As the People acknowledged in Pelayo, the Legislature, in enacting the amendments to section 4019, did not expressly declare its intent in doing so. The appellant in Pelayo asserted that an intent to retroactively apply the amendments can be discerned from the statement that Senate Bill 18 was enacted to “address[] the fiscal emergency declared by the Governor” (Sen. Bill 18, § 62) and that earlier release of prisoners would foster that purpose. However, the legislative intent at issue “is not the motivation for the legislation” but rather “the Legislature’s intent concerning whether the [enactment] should apply prospectively only.” (Nasalga, supra, 12 Cal.4th at p. 795). The statute’s purpose of saving state funds by reducing prison population while at the same time minimizing security risk is at least as consistent with retroactive as with prospective application of the amendments to section 4019.

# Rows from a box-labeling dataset

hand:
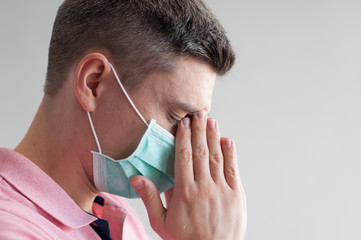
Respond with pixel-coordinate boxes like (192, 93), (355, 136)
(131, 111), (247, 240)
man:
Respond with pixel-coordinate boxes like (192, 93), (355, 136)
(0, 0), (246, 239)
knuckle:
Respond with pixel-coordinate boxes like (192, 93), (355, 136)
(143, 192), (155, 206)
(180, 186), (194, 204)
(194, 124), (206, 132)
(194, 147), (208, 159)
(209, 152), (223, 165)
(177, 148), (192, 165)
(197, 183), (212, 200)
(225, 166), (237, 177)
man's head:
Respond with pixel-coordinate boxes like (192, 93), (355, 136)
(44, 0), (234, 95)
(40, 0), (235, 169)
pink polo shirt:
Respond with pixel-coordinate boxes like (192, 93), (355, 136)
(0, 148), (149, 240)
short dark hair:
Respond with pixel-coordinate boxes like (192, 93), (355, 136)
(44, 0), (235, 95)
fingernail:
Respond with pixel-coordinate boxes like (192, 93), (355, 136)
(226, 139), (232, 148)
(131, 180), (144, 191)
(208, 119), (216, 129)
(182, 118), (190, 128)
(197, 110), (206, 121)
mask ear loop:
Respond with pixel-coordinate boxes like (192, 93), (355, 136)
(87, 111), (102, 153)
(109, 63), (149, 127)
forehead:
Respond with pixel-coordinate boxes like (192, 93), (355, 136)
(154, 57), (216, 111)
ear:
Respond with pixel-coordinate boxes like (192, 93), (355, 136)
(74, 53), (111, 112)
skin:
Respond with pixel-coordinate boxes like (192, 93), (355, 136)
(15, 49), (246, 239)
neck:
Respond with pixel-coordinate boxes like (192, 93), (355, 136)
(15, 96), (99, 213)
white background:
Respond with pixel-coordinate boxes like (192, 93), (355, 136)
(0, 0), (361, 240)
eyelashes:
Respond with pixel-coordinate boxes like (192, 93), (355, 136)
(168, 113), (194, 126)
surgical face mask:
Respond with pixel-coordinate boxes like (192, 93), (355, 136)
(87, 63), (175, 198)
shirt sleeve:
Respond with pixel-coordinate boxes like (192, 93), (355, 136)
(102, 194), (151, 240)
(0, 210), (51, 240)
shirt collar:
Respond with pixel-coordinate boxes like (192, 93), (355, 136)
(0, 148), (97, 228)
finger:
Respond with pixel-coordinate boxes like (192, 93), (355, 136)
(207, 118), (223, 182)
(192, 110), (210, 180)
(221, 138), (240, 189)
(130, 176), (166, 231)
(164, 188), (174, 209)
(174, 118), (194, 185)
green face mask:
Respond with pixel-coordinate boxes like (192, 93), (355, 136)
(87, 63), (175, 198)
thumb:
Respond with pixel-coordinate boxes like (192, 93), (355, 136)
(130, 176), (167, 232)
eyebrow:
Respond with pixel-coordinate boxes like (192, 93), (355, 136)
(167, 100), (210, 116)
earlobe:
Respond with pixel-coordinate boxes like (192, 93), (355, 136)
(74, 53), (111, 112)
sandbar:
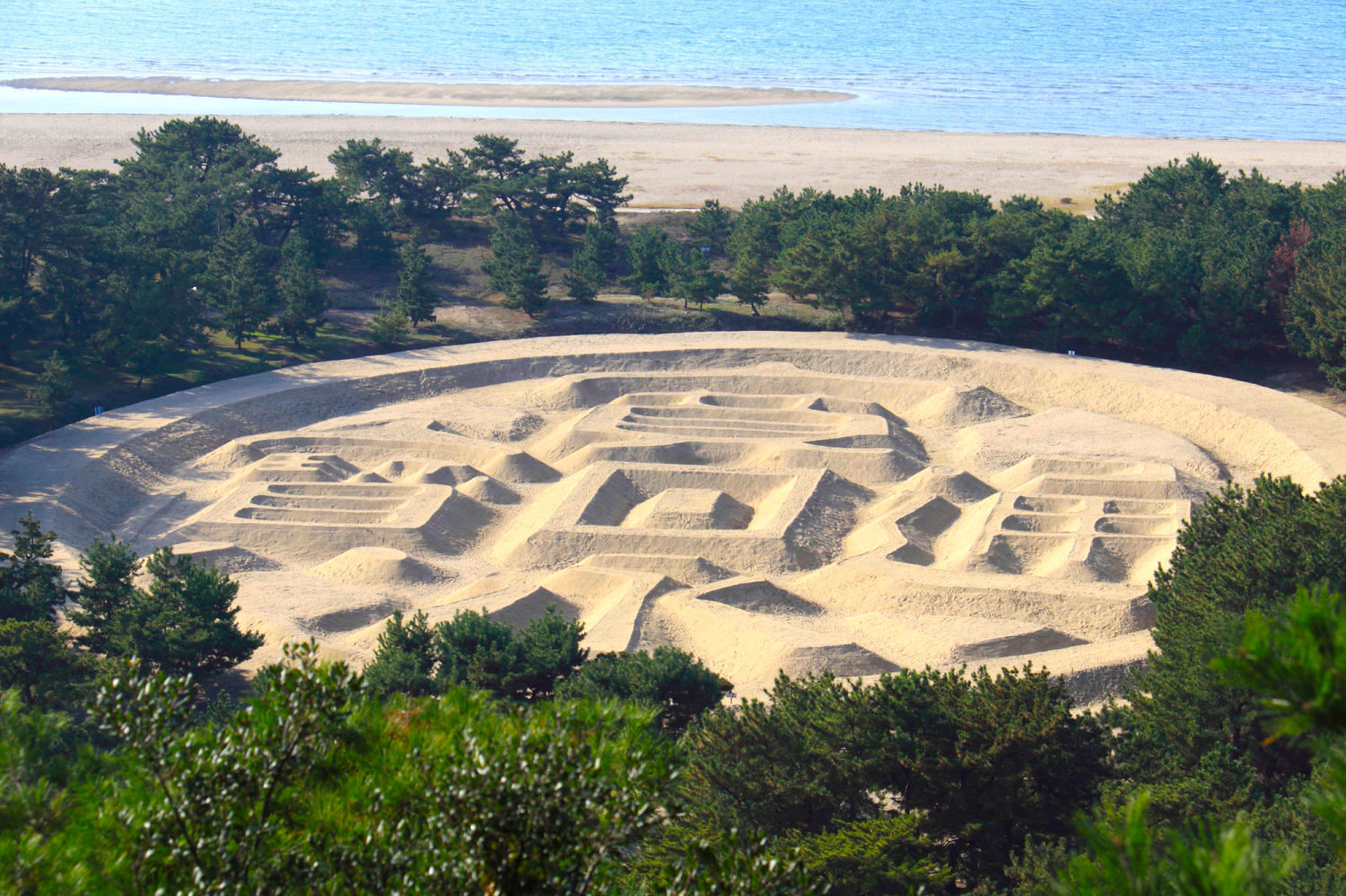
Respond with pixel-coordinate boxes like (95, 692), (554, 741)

# TASKS TO CARRY OUT
- a) According to the passage on section 4019, what is the legislative intent at issue, as opposed to the motivation for the legislation?
- b) Count the lines of the listing that contain the string "shirt", with case counting, and give only the number.
The listing is unrelated to the passage on section 4019.

# ANSWERS FOR THE EXERCISE
- a) The Legislature's intent concerning whether the enactment should apply prospectively only.

- b) 3